Your instructions |
Return the listing below word for word.
# # # #
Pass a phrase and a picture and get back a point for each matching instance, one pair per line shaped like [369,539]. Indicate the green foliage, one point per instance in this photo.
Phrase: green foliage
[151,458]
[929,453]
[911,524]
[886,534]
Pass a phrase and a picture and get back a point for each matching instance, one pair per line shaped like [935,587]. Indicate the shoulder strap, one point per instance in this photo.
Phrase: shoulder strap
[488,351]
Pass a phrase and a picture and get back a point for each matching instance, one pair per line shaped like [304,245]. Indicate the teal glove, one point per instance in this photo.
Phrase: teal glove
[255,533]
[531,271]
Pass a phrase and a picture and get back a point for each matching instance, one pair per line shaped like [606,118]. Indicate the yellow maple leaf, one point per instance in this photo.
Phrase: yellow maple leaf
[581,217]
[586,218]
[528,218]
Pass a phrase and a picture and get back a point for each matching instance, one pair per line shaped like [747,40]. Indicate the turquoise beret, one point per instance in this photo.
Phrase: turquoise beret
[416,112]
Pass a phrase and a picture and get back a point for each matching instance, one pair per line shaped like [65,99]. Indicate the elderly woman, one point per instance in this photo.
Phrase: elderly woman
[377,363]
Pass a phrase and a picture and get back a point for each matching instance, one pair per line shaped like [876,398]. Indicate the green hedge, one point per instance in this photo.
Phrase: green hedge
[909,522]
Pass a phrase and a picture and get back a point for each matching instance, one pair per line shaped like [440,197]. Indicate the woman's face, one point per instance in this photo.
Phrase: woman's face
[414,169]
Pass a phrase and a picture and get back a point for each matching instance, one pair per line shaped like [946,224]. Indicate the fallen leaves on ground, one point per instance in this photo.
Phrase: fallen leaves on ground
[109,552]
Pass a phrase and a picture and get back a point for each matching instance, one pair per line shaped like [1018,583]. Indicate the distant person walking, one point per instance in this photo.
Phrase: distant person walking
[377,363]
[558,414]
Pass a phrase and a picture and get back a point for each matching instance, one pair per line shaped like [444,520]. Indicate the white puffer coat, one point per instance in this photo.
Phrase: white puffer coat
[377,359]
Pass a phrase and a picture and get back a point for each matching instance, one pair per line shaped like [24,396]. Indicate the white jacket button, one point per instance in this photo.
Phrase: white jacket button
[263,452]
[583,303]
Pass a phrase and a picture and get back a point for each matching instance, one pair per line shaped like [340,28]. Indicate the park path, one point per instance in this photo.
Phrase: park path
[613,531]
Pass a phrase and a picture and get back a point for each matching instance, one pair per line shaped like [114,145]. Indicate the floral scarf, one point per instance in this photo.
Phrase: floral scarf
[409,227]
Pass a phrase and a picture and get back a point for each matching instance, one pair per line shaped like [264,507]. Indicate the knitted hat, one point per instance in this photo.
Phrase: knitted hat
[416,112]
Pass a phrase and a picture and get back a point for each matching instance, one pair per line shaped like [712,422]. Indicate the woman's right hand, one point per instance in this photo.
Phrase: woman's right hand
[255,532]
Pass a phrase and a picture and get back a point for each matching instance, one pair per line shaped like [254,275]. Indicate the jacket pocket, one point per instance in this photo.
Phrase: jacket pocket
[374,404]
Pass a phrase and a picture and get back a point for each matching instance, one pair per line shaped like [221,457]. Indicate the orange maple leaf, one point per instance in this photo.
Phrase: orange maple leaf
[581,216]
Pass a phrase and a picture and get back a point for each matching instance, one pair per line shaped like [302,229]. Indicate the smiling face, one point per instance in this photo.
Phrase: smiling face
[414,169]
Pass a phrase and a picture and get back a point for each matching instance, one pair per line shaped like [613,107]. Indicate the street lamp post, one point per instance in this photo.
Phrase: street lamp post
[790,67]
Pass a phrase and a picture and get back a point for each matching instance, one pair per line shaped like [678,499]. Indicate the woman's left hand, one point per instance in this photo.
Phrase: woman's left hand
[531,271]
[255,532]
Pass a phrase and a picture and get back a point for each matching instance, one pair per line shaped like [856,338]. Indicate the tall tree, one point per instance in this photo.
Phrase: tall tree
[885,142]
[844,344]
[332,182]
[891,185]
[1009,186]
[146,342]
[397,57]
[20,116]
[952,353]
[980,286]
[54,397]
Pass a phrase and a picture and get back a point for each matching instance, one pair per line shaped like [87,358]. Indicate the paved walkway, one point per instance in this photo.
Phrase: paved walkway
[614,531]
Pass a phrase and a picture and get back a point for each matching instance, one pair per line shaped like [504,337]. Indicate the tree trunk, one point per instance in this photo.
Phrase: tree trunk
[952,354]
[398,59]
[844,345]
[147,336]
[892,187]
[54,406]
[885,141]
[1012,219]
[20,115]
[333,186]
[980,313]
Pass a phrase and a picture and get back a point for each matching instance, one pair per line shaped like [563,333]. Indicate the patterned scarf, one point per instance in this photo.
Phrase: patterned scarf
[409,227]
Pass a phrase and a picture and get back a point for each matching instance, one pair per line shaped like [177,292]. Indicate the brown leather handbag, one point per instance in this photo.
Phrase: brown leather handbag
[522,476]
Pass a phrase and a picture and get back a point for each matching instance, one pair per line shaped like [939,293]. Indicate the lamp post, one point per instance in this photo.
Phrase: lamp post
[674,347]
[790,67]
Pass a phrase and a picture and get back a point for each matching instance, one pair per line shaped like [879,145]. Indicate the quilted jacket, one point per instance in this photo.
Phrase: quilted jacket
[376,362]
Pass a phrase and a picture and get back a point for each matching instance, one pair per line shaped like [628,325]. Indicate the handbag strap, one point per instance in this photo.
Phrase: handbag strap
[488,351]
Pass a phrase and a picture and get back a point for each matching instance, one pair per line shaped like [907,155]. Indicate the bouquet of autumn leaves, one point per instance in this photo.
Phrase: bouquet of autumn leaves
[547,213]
# # # #
The result |
Pass a phrase and a picture and get back a point for each matching instance, one pair per line shaped like [369,539]. Indicate the green foliage, one point per instance in this photo.
Phrase: green foliage
[151,458]
[929,453]
[911,524]
[886,534]
Pass a phrase and a picture and get back a point for each matching instance, one pair per line shaped like [935,587]. Indicate the shoulder strap, one point per instance in this photo.
Phrase: shoulder strap
[488,351]
Pass a phrase and a picture and get back a point for each matching instance, one pair per line shaped like [304,245]. Indicate the teal glove, one point per instance in this photo.
Phrase: teal glove
[255,533]
[531,271]
Pass a phrase and a picture and get back a point for each matching instance, one pair per line shaped like [606,118]. Indicate the yellow maple leaf, one point per instance in this photo.
Phrase: yellow maple leaf
[581,217]
[586,218]
[528,218]
Pass a phrase and a picture and get back a point for each matching instance, one pair per line shaped like [747,40]. Indicate the turquoise beret, one point per instance in this photo.
Phrase: turquoise beret
[416,112]
Pass a phrase and a picture and get back a point for each matching instance, one pair per line shaped like [65,99]. Indicate the elderly woman, one point per instance in this photo.
Phrase: elderly woman
[377,363]
Pass a phrase and a picture and get back a point for each matching instance, one pair per line shaped like [876,398]. Indicate the green hedge, one point per instance in this photo.
Phrase: green hedge
[909,522]
Pass a phrase and a picture and get back a point for each matching instance, one pair per line shaped like [440,197]. Indicate the woman's face, one point per instance in this photo.
Phrase: woman's face
[414,169]
Pass a phrase and a picture and get back a point for each matching instance, one pair per line shaped like [946,224]. Indicate the fallen leaves on ground, one point per instance in this photo.
Phrase: fallen leaves on ground
[109,552]
Pass a phrase and a picture and get back a point for each matching instance, one pair per line shaped like [1018,583]. Indicate the distant person walking, one point per instance in this photo.
Phrase: distant person walking
[377,363]
[558,414]
Pass a phrase and a picture and get back a point for each matching instance, one pair per line shaped like [444,520]. Indicate the white puffer coat, one point per instance in this photo.
Phrase: white puffer coat
[377,359]
Pass a phrase and a picture and get back a point for each matching instance, one pair per line shaped like [24,396]. Indicate the white jacket button, one point per instance in this photo.
Phrase: white jacket button
[263,452]
[583,303]
Pass a phrase and a picture and get back a point for each matching instance, one pair per line shaped like [340,28]. Indicate the park path, one point per instance in this photo.
Phrase: park path
[613,531]
Pass a phrase and a picture and get back a point for each matching instance, one pair per line shaped like [114,145]. Indicate the floral scarf, one point per instance in this photo.
Phrase: floral scarf
[409,227]
Pass a phrase and a picture and get back a point for each matching instance, one pair per line shaped like [264,507]. Indicate the knitted hat, one point per instance in this photo.
Phrase: knitted hat
[416,112]
Pass a phrase and a picture and get back a point for each matching instance, one pair per line shaped like [712,422]. Indicate the woman's right hand, one point per instance in this photo.
Phrase: woman's right hand
[255,532]
Pass a phrase and a picture and get back a point for each matching instance, one pair per line shaped like [254,275]. Indicate the jacket pocket, one point per instance in this photo.
Phrase: jacket pocket
[374,404]
Pass a phrase and a picture and get back a point for each matching instance, one pair per line shaped like [221,457]. Indicate the orange maple leaf, one point per instance in this photo.
Phrase: orange maple leaf
[581,216]
Pass a phrase and a picture and get back a point for each matching instance, one pair per line shaped like [302,229]. Indicate the smiling face, one point per instance in this photo.
Phrase: smiling face
[414,169]
Pass a phrase and a picture and get back a point for each matching instance, one pair per line shaped like [613,107]. Indicate the street lamp post, one point per instance in this photo.
Phrase: street lamp post
[790,67]
Pass a phrase and a picture and get back a point for each matching instance, one pair per line shaped like [678,499]. Indicate the woman's left hand, one point per instance in this photo.
Phrase: woman's left hand
[531,271]
[255,532]
Pass a phrase and a picture and get back a point for each matching instance, one pair per line shaped like [856,338]. Indicate the tall tree, one point per instance in this photo.
Phrase: tall tree
[885,142]
[844,344]
[332,182]
[891,185]
[1009,186]
[146,342]
[397,57]
[20,116]
[952,353]
[980,286]
[54,397]
Pass a phrase and a picture and get back a point for each matching instance, one pair per line shaped like [87,358]. Indicate the paved walkway, one point per instance in this photo.
Phrase: paved walkway
[614,531]
Pass a phrase and a picture and get back a point for each matching instance, one pair per line shaped like [504,337]. Indicate the tree trunk, one point per instance in this photo.
Phrase: tree trunk
[952,354]
[398,59]
[844,345]
[147,336]
[892,187]
[54,406]
[885,141]
[1012,219]
[20,115]
[333,186]
[980,313]
Pass a phrase and a picture and get back a point for each matching instance, one pair per line shaped like [563,333]. Indicate the patterned scarf, one point per instance in this photo.
Phrase: patterned scarf
[409,227]
Pass a phrase and a picture and get back a point for each matching instance, one pair per line shaped like [177,292]. Indicate the brown leather handbag, one point per instance in this photo.
Phrase: brown leather handbag
[522,476]
Pass a phrase and a picture and get back a point for each matching instance, one pair per line shaped like [939,293]. Indicate the lamp post, one point per instance in this photo.
Phrase: lamp post
[674,347]
[790,67]
Pass a phrase and a picture and get back a point for each matching instance, one pair per line shaped like [879,145]. Indicate the quilted jacket, one point per instance in this photo.
Phrase: quilted jacket
[376,362]
Pass a phrase and a picture and get back a point for each matching instance, one pair per line shaped like [628,325]. Indicate the handbag strap, one point per instance in this photo.
Phrase: handbag strap
[488,351]
Pass a phrase and a picture and get back a point for each matching instance, one pair per line shaped like [907,155]. Indicate the bouquet of autumn leaves, one point per instance in this photo.
Phrase: bouquet of autumn leaves
[547,213]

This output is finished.